* Documento de referencia:
┌──

Maluma, el seductor que se enamoró de sus palabras
Le brillaba todo: el pelo recogido en un moño japonés, la camisa, los laterales del pantalón, las pulseras de brillantes, el reloj, el marco de las gafas de sol, el micro: parecía una joyería. Estaba sobre el escenario, captado por todas las cámaras del recinto, moviéndose pesadote, como pisando clavos con los que remachar un entarimado sobre el que caminaba con mocasines sin calcetín. Delirio. Ellas, aplastante mayoría en el Sant Jordi, proyectaban sus sueños mientras él cantaba Corazón y luego, para rematar la seducción, Venta pa’ca evocando a Ricky Martin. Humo, luces, cuatro músicos y un cuerpo de bailarinas en lencería fina dando golpes de karate con las caderas. Subía el tono en la platea, abandonadas las sillas por quienes podían arremolinarse en torno al provocador por el que él deambulaba mientras, picaruelo, cantaba Me llamas como si realmente estuviese abriendo sus puertas. Maluma, la sensación, trabajándose el personaje. Maluma, el músico, afrontando dos horas de concierto para reafirmarse como estrella latina y evidenciar que el reguetón ya reina en casi monopolio.

└──

* Datos proporcionados:

┌──

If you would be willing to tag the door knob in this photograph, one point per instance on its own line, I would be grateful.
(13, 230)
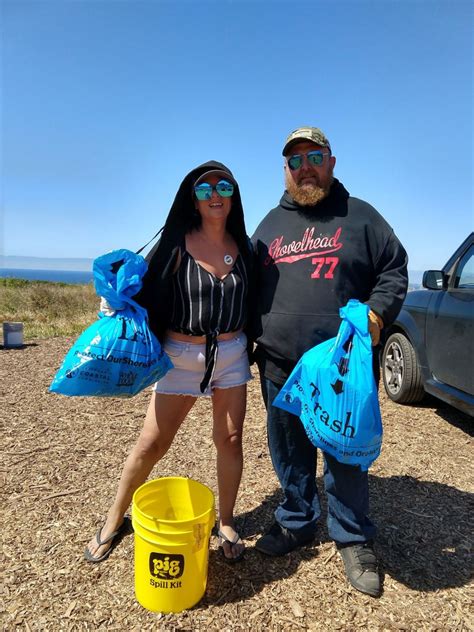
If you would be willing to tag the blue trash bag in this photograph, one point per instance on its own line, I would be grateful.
(117, 356)
(333, 391)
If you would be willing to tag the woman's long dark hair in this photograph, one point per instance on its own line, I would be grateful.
(182, 218)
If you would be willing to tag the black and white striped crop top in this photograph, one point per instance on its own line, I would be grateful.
(204, 304)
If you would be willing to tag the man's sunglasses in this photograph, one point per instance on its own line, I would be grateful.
(203, 191)
(315, 158)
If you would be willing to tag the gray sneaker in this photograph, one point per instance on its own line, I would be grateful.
(361, 567)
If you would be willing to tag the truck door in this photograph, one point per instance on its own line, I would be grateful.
(450, 327)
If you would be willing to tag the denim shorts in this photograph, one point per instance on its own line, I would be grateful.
(231, 368)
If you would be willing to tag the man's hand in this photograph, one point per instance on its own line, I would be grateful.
(375, 326)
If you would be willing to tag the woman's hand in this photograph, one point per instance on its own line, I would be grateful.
(375, 327)
(106, 308)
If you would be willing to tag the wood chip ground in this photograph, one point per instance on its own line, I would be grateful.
(62, 459)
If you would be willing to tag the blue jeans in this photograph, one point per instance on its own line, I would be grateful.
(294, 461)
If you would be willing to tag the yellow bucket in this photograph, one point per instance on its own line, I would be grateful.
(172, 519)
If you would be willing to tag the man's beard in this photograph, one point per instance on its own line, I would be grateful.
(307, 194)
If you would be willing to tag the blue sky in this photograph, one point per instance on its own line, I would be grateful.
(106, 105)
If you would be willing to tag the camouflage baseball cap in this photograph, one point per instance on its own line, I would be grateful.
(313, 134)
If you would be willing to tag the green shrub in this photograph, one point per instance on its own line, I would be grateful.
(48, 309)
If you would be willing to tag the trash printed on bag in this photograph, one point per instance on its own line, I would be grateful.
(118, 355)
(333, 391)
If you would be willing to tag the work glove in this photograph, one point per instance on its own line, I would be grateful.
(375, 327)
(106, 308)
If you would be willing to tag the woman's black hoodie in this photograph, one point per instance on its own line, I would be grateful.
(155, 294)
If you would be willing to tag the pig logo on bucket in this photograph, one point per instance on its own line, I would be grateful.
(166, 566)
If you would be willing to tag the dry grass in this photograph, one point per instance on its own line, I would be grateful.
(62, 460)
(48, 309)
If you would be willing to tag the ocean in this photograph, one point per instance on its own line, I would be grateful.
(63, 276)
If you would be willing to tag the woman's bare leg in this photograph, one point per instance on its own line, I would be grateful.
(164, 416)
(229, 406)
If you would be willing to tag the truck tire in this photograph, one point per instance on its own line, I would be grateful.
(401, 372)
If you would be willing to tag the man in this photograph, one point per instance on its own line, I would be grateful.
(316, 250)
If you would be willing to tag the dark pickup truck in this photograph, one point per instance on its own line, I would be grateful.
(430, 347)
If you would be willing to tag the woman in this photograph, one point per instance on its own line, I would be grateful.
(196, 291)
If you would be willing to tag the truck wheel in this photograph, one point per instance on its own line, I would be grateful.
(400, 370)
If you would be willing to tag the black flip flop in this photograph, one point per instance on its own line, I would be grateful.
(114, 538)
(223, 538)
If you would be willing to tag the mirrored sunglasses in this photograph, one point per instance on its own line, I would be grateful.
(203, 190)
(315, 158)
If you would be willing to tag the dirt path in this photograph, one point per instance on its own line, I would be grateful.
(62, 460)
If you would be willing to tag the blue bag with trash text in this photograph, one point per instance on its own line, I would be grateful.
(333, 391)
(118, 355)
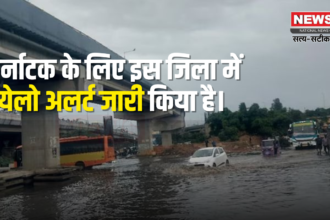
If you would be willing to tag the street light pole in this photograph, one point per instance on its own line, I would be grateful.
(128, 52)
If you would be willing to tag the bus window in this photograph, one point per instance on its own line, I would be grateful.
(110, 142)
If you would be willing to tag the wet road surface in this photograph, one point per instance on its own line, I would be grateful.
(295, 185)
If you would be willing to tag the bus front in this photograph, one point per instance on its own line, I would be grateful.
(304, 134)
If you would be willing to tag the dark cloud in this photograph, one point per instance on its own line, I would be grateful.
(275, 66)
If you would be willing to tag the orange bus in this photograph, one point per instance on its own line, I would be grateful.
(85, 151)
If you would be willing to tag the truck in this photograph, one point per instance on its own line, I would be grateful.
(303, 134)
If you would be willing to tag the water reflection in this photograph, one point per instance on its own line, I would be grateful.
(294, 185)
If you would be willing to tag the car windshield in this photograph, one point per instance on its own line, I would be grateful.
(203, 153)
(268, 143)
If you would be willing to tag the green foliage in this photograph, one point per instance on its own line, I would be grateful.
(229, 134)
(259, 121)
(5, 161)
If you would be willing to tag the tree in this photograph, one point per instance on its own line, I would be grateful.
(276, 105)
(242, 108)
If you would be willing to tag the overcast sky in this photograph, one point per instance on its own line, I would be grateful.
(274, 65)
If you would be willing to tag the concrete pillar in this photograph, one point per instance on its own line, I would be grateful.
(166, 138)
(40, 139)
(144, 136)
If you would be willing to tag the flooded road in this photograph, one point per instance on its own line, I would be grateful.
(295, 185)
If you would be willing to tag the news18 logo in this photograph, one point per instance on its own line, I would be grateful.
(310, 23)
(310, 19)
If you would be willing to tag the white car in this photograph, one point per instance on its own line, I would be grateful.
(209, 157)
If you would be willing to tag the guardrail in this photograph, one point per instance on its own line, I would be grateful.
(14, 119)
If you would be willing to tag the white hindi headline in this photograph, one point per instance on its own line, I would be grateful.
(100, 66)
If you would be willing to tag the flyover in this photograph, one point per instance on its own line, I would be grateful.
(26, 28)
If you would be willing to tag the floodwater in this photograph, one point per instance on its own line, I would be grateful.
(295, 185)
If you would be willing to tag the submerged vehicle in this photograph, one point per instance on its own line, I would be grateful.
(268, 147)
(303, 134)
(209, 157)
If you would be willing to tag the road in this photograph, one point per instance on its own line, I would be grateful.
(295, 185)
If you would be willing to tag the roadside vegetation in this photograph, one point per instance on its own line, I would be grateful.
(255, 121)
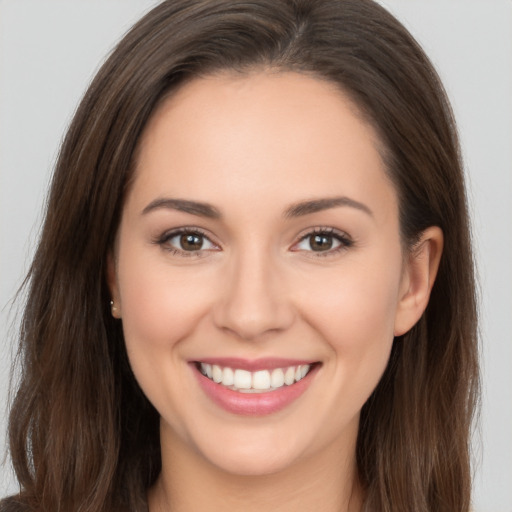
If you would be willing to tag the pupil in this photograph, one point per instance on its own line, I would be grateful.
(191, 242)
(321, 243)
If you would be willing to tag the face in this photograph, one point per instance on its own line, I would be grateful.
(259, 244)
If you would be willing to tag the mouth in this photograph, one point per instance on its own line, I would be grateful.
(254, 388)
(261, 381)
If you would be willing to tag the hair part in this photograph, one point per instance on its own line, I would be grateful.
(82, 434)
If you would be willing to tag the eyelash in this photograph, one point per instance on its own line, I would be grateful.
(344, 240)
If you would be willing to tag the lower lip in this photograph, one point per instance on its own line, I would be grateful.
(253, 404)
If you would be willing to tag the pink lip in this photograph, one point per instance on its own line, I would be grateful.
(253, 365)
(253, 404)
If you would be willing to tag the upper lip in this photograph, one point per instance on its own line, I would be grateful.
(252, 365)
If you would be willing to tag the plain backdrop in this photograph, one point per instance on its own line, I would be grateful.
(49, 50)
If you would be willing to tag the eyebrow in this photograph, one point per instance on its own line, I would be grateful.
(184, 205)
(295, 210)
(318, 205)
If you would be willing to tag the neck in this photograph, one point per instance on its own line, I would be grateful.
(188, 483)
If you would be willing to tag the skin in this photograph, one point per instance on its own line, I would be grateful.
(251, 146)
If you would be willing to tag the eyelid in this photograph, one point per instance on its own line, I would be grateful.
(164, 238)
(342, 237)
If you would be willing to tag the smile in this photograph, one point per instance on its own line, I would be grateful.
(260, 381)
(254, 388)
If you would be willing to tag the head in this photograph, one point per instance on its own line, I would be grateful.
(353, 49)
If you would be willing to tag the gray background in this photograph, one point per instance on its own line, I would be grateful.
(49, 50)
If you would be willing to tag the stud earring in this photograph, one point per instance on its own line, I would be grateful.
(113, 309)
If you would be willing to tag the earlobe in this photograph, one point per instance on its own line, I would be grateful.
(420, 273)
(115, 304)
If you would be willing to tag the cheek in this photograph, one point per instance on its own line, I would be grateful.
(159, 307)
(355, 307)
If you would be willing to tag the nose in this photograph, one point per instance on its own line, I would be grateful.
(253, 300)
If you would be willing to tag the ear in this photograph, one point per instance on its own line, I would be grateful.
(419, 274)
(115, 304)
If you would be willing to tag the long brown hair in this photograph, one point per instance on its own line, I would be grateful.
(83, 437)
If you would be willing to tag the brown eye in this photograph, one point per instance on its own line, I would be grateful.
(186, 242)
(321, 242)
(324, 242)
(191, 242)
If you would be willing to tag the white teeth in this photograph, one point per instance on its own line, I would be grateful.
(242, 379)
(277, 378)
(228, 377)
(216, 373)
(254, 382)
(261, 379)
(289, 376)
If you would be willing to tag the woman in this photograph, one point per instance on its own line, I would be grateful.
(254, 283)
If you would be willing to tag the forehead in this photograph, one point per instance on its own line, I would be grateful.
(278, 135)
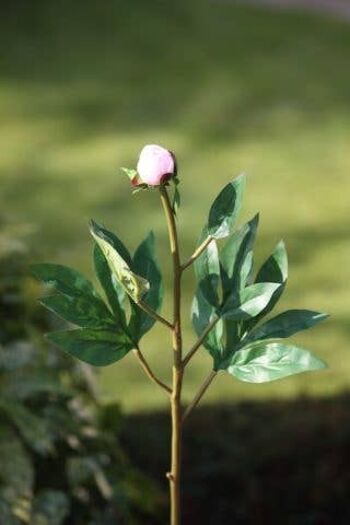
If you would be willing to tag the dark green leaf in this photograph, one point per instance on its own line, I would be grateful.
(207, 270)
(250, 301)
(65, 280)
(96, 347)
(146, 266)
(202, 314)
(81, 310)
(113, 240)
(225, 208)
(286, 324)
(265, 362)
(236, 258)
(275, 268)
(134, 285)
(114, 291)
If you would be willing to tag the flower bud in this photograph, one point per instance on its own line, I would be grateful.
(155, 165)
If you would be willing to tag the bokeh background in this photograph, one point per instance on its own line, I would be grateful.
(227, 86)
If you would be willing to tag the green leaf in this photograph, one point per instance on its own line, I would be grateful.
(236, 257)
(266, 362)
(225, 208)
(82, 311)
(207, 270)
(249, 302)
(134, 285)
(285, 325)
(65, 280)
(202, 314)
(114, 291)
(146, 266)
(96, 347)
(275, 268)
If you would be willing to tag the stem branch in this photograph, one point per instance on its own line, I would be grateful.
(175, 469)
(197, 252)
(200, 341)
(199, 395)
(149, 372)
(154, 314)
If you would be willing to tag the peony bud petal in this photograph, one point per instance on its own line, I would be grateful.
(155, 165)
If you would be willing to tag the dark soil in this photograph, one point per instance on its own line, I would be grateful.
(254, 463)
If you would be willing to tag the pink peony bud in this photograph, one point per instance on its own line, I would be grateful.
(155, 165)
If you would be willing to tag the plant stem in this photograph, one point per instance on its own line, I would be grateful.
(154, 314)
(199, 394)
(175, 469)
(149, 372)
(199, 342)
(197, 252)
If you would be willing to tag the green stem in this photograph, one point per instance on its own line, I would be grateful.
(199, 395)
(200, 341)
(174, 475)
(147, 369)
(154, 314)
(197, 252)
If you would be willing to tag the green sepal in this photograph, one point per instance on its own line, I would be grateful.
(130, 173)
(250, 301)
(225, 208)
(134, 285)
(96, 347)
(264, 362)
(146, 266)
(285, 324)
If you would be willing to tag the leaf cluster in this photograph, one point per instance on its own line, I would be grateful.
(107, 328)
(236, 300)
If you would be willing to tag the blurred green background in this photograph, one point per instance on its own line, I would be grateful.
(84, 85)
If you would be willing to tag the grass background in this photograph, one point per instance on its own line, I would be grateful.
(84, 85)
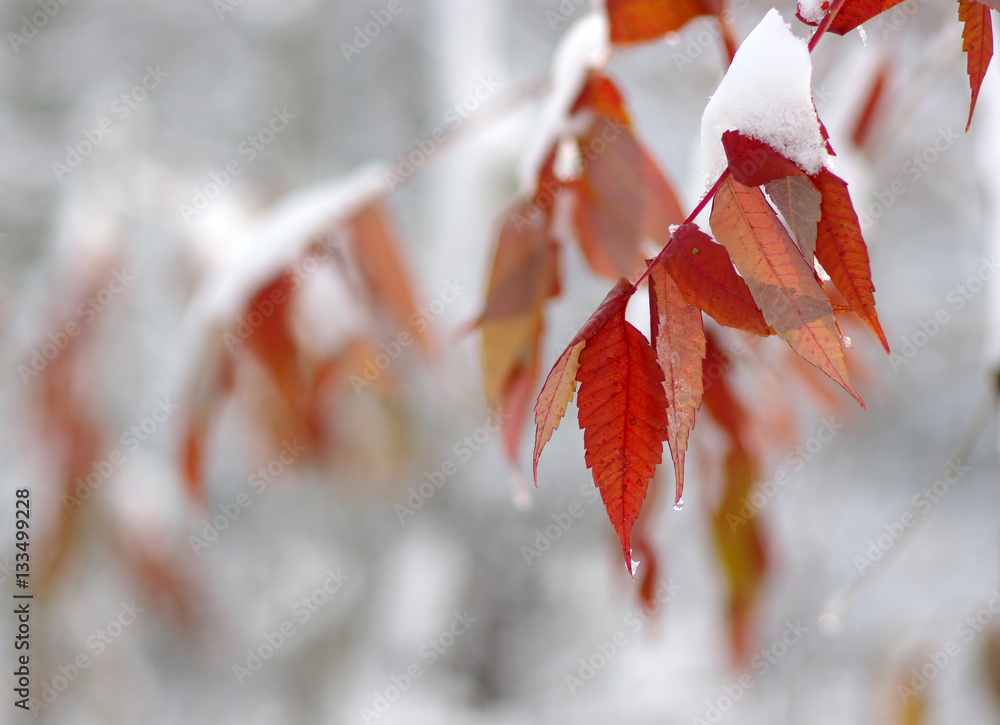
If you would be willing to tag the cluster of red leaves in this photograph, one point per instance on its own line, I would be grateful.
(773, 225)
(275, 359)
(75, 439)
(977, 33)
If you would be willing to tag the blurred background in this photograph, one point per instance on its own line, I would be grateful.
(302, 513)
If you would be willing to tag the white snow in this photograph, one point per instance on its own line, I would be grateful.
(766, 95)
(812, 10)
(585, 46)
(280, 237)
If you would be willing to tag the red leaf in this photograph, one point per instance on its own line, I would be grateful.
(855, 12)
(977, 42)
(800, 204)
(679, 338)
(622, 197)
(377, 252)
(523, 278)
(740, 547)
(866, 119)
(704, 273)
(719, 399)
(781, 281)
(841, 250)
(622, 410)
(636, 21)
(561, 381)
(600, 95)
(753, 162)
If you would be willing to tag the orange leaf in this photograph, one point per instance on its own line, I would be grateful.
(977, 42)
(561, 381)
(635, 21)
(841, 250)
(799, 203)
(523, 275)
(679, 337)
(377, 252)
(855, 12)
(781, 281)
(704, 273)
(622, 197)
(523, 278)
(622, 411)
(740, 547)
(874, 102)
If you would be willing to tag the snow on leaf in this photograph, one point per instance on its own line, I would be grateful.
(781, 281)
(841, 250)
(583, 48)
(766, 95)
(855, 12)
(704, 273)
(636, 21)
(977, 42)
(753, 162)
(560, 384)
(679, 338)
(799, 203)
(622, 411)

└──

* Trabajo solicitado:
Indique todas las canciones que Maluma canta según la crónica de su concierto.

* Respuesta del ejercicio:
Corazón, Venta pa'ca y Me llamas.